- _Given problem_:
Count how many lines in the rows below contain the string "awning", matching case exactly. Give only the number.

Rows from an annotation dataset
· · · · · · ·

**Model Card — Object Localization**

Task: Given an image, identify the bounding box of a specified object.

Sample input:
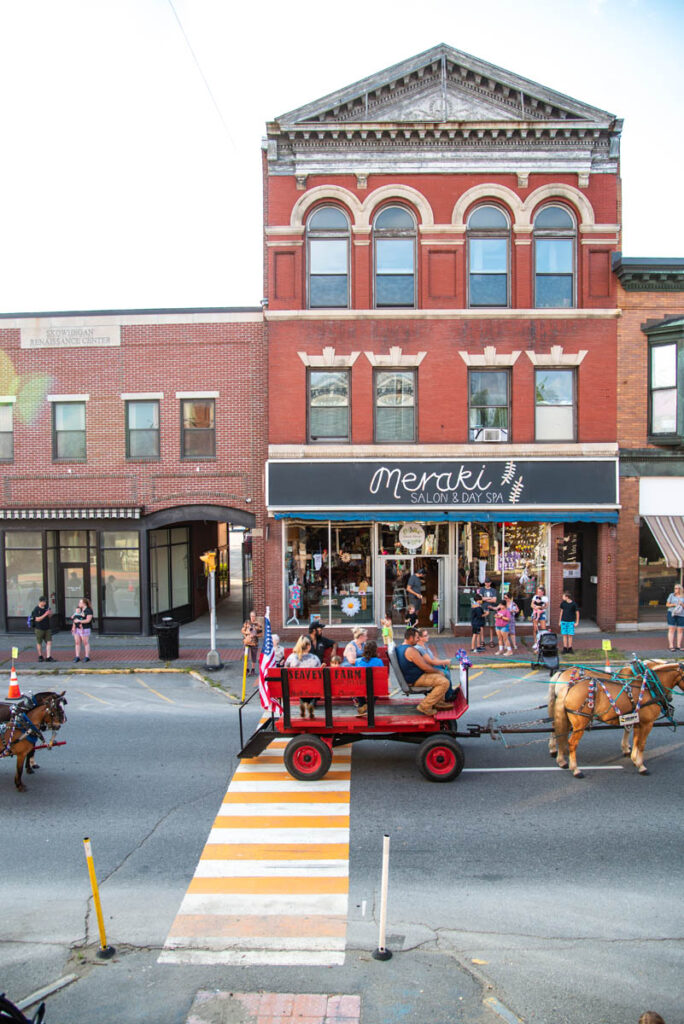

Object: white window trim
[46,394,90,401]
[176,391,219,398]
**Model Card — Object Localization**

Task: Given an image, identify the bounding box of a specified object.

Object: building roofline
[0,306,263,319]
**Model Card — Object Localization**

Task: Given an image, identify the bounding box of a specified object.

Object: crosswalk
[159,739,351,967]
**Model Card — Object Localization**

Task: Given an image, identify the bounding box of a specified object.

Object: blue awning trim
[273,509,617,522]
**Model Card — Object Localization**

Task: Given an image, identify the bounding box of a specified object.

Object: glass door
[59,562,90,626]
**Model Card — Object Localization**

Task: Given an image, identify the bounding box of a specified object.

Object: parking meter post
[200,551,223,672]
[373,836,392,961]
[243,647,249,700]
[83,837,117,959]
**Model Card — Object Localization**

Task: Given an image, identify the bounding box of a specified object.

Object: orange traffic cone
[7,666,22,700]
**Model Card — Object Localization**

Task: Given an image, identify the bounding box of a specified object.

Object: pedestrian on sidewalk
[30,597,54,662]
[666,583,684,650]
[558,590,580,654]
[72,597,92,662]
[241,609,263,676]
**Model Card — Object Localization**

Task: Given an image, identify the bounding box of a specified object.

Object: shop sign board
[399,522,425,551]
[266,458,617,511]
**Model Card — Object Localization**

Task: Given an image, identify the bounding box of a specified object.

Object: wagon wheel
[416,735,466,782]
[283,736,333,782]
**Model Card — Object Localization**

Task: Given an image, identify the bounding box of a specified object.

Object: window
[180,398,216,459]
[373,206,416,309]
[375,370,416,443]
[535,370,575,441]
[650,342,677,435]
[0,401,14,462]
[126,400,159,459]
[468,370,509,441]
[468,206,510,306]
[52,401,86,462]
[308,370,349,441]
[535,206,575,309]
[306,206,349,309]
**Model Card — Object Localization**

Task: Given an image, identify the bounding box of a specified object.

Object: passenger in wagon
[396,628,454,716]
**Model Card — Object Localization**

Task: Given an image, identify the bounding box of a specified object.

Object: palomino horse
[0,691,67,793]
[549,660,684,778]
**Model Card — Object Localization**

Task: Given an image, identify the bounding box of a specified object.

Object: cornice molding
[525,345,589,367]
[366,345,427,368]
[459,345,520,367]
[297,345,360,370]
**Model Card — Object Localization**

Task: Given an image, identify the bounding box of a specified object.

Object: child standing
[494,601,513,656]
[504,594,520,650]
[380,615,394,649]
[470,594,486,651]
[558,591,580,654]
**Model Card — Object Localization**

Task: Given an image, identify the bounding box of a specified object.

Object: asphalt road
[0,665,684,1024]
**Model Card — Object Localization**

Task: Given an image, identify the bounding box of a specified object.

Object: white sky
[0,0,684,312]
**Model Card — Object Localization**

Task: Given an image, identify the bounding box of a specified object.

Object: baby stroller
[529,630,559,675]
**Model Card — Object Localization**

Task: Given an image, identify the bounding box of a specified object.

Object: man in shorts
[31,597,54,662]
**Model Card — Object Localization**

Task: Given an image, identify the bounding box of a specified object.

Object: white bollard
[373,836,392,959]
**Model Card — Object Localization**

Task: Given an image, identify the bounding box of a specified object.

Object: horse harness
[569,658,681,728]
[0,696,67,758]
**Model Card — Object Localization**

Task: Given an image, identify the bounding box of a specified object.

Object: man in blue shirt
[396,628,454,716]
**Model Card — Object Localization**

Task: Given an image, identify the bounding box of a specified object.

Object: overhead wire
[168,0,238,152]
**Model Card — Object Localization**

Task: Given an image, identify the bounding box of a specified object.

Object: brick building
[613,254,684,629]
[263,45,622,633]
[0,308,266,634]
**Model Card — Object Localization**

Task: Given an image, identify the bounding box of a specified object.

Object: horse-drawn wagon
[238,648,684,782]
[238,647,468,782]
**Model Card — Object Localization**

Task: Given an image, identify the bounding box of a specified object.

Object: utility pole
[200,551,223,672]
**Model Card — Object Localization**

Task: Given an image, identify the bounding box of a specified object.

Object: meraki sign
[266,458,617,511]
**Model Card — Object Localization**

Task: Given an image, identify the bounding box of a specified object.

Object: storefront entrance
[382,555,446,630]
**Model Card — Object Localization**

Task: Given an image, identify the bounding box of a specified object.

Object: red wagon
[238,647,468,782]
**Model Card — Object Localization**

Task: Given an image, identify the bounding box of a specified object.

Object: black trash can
[153,618,180,662]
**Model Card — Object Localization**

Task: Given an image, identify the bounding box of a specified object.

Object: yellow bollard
[83,838,117,959]
[243,647,250,700]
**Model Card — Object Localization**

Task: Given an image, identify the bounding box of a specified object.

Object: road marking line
[75,687,114,708]
[135,676,176,703]
[159,739,351,967]
[463,765,623,777]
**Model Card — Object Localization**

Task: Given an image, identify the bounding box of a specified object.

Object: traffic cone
[7,666,22,700]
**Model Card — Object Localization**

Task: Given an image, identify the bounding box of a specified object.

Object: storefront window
[101,529,140,618]
[380,522,448,555]
[5,530,44,618]
[149,526,190,615]
[285,523,374,626]
[639,519,682,626]
[458,522,549,623]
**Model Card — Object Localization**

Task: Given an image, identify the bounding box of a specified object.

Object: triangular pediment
[276,43,613,125]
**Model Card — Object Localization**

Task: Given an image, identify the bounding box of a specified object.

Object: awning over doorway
[644,515,684,569]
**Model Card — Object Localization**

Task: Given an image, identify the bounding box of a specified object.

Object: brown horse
[549,660,684,778]
[0,690,67,775]
[0,691,67,793]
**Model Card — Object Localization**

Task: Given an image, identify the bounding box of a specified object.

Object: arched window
[306,206,349,309]
[468,206,511,306]
[373,206,416,308]
[535,206,576,309]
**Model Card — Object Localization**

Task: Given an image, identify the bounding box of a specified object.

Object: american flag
[259,608,281,714]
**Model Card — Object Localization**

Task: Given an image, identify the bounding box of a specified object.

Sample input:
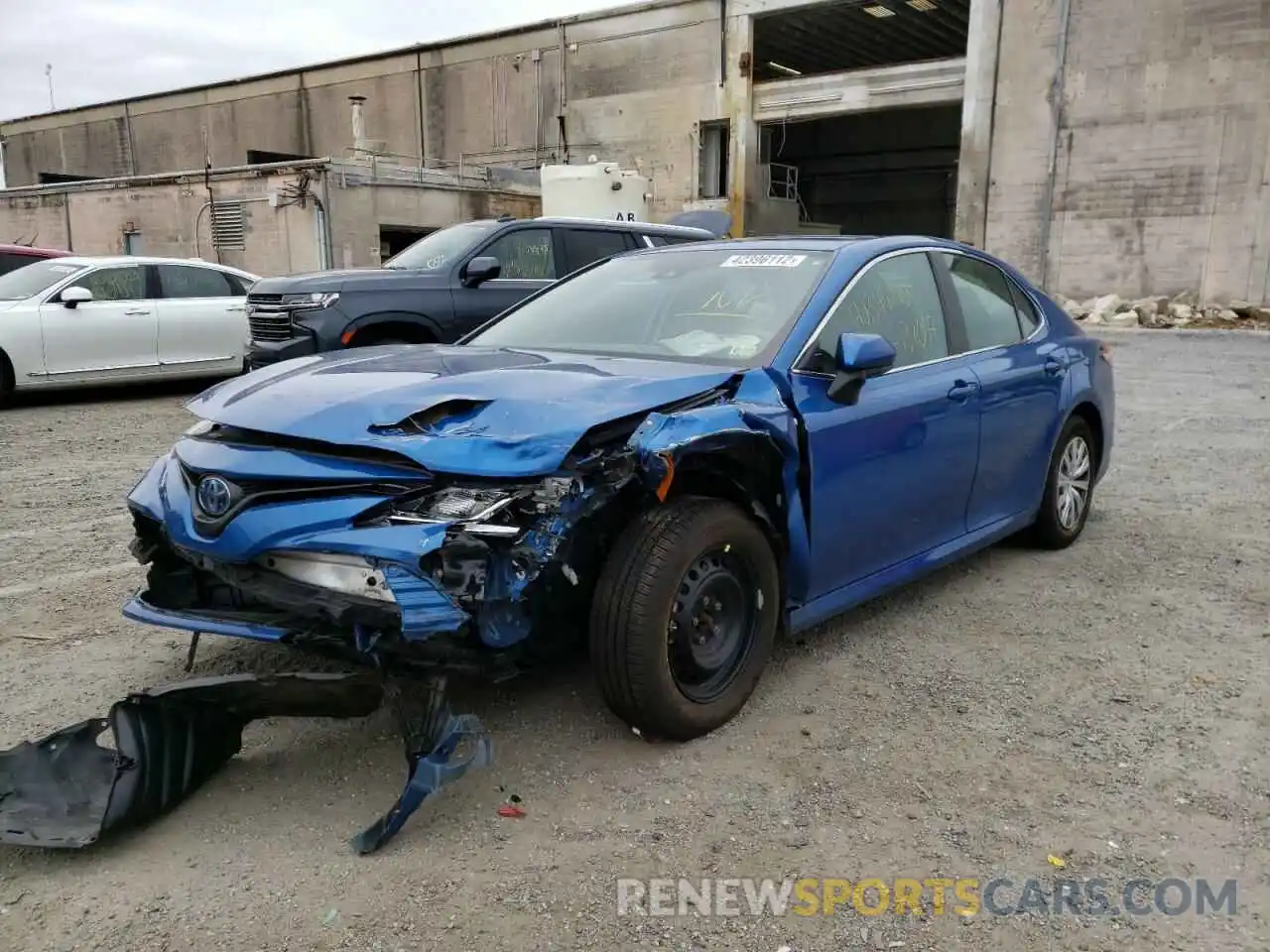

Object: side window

· · · · · · ·

- _Solution to this exercise_:
2